* [Things to do]:
• 1. In the passage on control in caregiving, what do shared decision-making frameworks help anchor hope in?
• 2. List every self-doubt question that the passage on control in caregiving gives.
• 3. Write the next part of the passage on control in caregiving, starting after its final line.

Text excerpt section start

The Illusion of Control (and the Pain of Losing It)
When we can't control outcomes or other people's choices, shared decision-making frameworks help anchor hope in values rather than certainty.
Another thread centered on the frustration of not being able to control what others choose. This is not unique to caregiving. We first experience it as children watching parents make decisions for us. Later as parents ourselves. In careers. In friendships. In politics. It never gets easier.
But in caregiving, it cuts deeper.
The caregiver is often the “healthy” one. The organized one. The one managing logistics. So when the care recipient makes a decision we wouldn’t make — about treatment, risk, or priorities — the hurt can feel personal.
Self-doubt creeps in:
- Am I not persuasive enough?
- Am I failing to protect them?
- Do I matter in this decision?

Text excerpt section end
Provided records section start

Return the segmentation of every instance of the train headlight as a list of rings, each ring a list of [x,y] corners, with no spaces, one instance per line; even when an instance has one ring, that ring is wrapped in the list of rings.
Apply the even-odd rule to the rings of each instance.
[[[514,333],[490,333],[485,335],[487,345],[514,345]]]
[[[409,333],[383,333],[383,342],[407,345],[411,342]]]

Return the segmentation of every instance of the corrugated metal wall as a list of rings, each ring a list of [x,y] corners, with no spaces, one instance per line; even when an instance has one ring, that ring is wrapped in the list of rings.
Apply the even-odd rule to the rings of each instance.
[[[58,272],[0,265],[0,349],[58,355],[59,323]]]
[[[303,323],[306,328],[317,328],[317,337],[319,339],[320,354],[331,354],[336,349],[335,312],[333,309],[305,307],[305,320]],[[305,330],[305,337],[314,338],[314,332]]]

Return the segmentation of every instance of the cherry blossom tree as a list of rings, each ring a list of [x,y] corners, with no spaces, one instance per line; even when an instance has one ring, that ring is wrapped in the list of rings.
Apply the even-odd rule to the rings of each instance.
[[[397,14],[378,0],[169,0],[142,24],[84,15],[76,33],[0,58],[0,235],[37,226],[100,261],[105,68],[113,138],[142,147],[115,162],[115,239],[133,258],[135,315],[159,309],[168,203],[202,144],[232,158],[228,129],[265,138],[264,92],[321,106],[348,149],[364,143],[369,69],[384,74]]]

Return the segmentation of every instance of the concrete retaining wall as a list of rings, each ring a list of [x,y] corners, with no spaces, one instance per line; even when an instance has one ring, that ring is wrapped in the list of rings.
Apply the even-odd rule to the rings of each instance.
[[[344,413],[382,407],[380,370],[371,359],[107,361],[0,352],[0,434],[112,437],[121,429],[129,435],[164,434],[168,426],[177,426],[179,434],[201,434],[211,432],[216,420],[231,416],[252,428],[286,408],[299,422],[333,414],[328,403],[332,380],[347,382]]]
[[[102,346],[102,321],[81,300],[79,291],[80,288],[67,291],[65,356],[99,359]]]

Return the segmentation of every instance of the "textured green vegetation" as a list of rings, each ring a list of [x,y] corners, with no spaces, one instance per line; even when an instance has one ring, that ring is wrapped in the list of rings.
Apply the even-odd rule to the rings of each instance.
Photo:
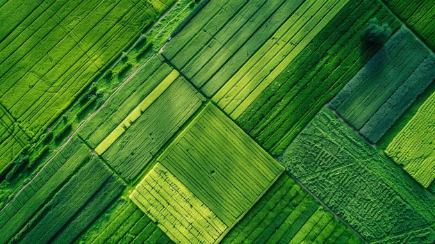
[[[108,148],[101,154],[102,157],[127,181],[133,179],[147,166],[202,104],[204,97],[183,77],[178,77],[177,74],[177,72],[170,73],[168,79],[165,78],[162,81],[163,85],[166,81],[173,82],[167,89],[158,86],[155,90],[163,90],[156,93],[154,90],[143,100],[145,103],[148,103],[149,99],[153,101],[149,104],[149,107],[137,111],[135,108],[131,112],[133,114],[126,117],[125,122],[129,126],[124,124],[124,127],[120,127],[125,132],[118,135],[115,129],[113,131],[116,134],[108,136],[116,136],[116,140],[109,138],[109,142],[101,143],[110,144],[105,146]],[[154,95],[158,97],[152,97]],[[135,112],[137,114],[134,114]],[[133,122],[129,120],[129,117],[138,118]],[[96,150],[97,149],[98,147]]]
[[[304,13],[310,3],[304,2],[295,13]],[[320,21],[311,31],[306,32],[306,25],[283,24],[274,34],[277,36],[261,47],[213,97],[238,124],[273,154],[281,153],[377,51],[379,47],[363,41],[368,21],[377,17],[393,30],[399,28],[399,23],[376,1],[351,1],[343,6],[343,3],[345,1],[336,3],[336,8],[323,19],[318,16],[318,21],[326,23]],[[318,1],[313,4],[312,8],[322,6]],[[289,23],[297,17],[290,15]],[[279,41],[294,28],[302,28],[306,35],[289,31],[289,38]],[[313,33],[317,35],[310,38]],[[283,45],[282,42],[292,35],[295,35],[295,42]],[[297,38],[304,38],[298,44]],[[306,43],[309,38],[312,40]],[[293,51],[281,57],[279,50]]]
[[[435,6],[431,0],[382,0],[434,50]]]
[[[218,243],[228,227],[170,172],[157,163],[130,198],[177,243]]]
[[[149,243],[172,242],[156,223],[129,200],[113,203],[78,243]]]
[[[281,161],[369,242],[435,241],[434,197],[329,109],[292,142]]]
[[[0,7],[0,18],[10,22],[0,33],[0,104],[36,140],[174,1],[26,1]],[[1,168],[28,140],[19,130],[12,136],[2,141],[9,153],[0,155]]]
[[[163,54],[211,96],[300,3],[212,1],[172,38]]]
[[[178,72],[155,56],[107,101],[79,134],[126,181],[131,181],[204,99]]]
[[[424,187],[435,179],[434,109],[433,93],[385,152]]]
[[[158,158],[231,228],[284,169],[208,104]]]
[[[332,213],[283,174],[222,243],[360,243]]]
[[[435,56],[400,29],[329,103],[376,143],[435,79]]]
[[[13,169],[16,168],[12,172],[22,167],[17,163],[15,156],[27,146],[29,140],[8,109],[0,104],[0,175],[6,174],[11,163]]]
[[[123,189],[73,138],[0,211],[0,243],[72,242]]]

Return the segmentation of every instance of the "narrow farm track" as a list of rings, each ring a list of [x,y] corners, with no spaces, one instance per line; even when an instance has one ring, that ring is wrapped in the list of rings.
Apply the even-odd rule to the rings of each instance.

Provided records section end

* [Answers to the tasks]:
• 1. Values rather than certainty.

• 2.
- Am I not persuasive enough?
- Am I failing to protect them?
- Do I matter in this decision?

• 3.
There was a reference to a Washington Post article noting that doctors often choose different end-of-life treatments for themselves than they recommend to patients. Similar discussions have appeared in The Atlantic and other outlets examining how physicians frequently decline aggressive interventions for themselves.
It’s easy to call this hypocrisy. But the reframe is more nuanced.
Doctors are trained to heal. To intervene. To pursue the “big win.” They are operating within a system designed to extend life. Yet when facing their own mortality, many choose quality over quantity.
Caregiving lives in this gray space.
There may not be a cure. There may only be trade-offs.
This is why shared decision-making frameworks matter.
Resources
The Conversation Project — These tools ground hope in clarity. When caregivers articulate what matters most, what trade-offs are acceptable, and what quality of life means, hope becomes anchored in values, not outcomes. Look at the What Matters to Me workbook.
MyHealthPriorities.org — This framework helps older adults and caregivers define top health priorities and what they are willing or unwilling to do for possible benefit. It helps transition from “Let’s try everything” to “Let’s try what aligns with our priorities.” That’s hope with boundaries.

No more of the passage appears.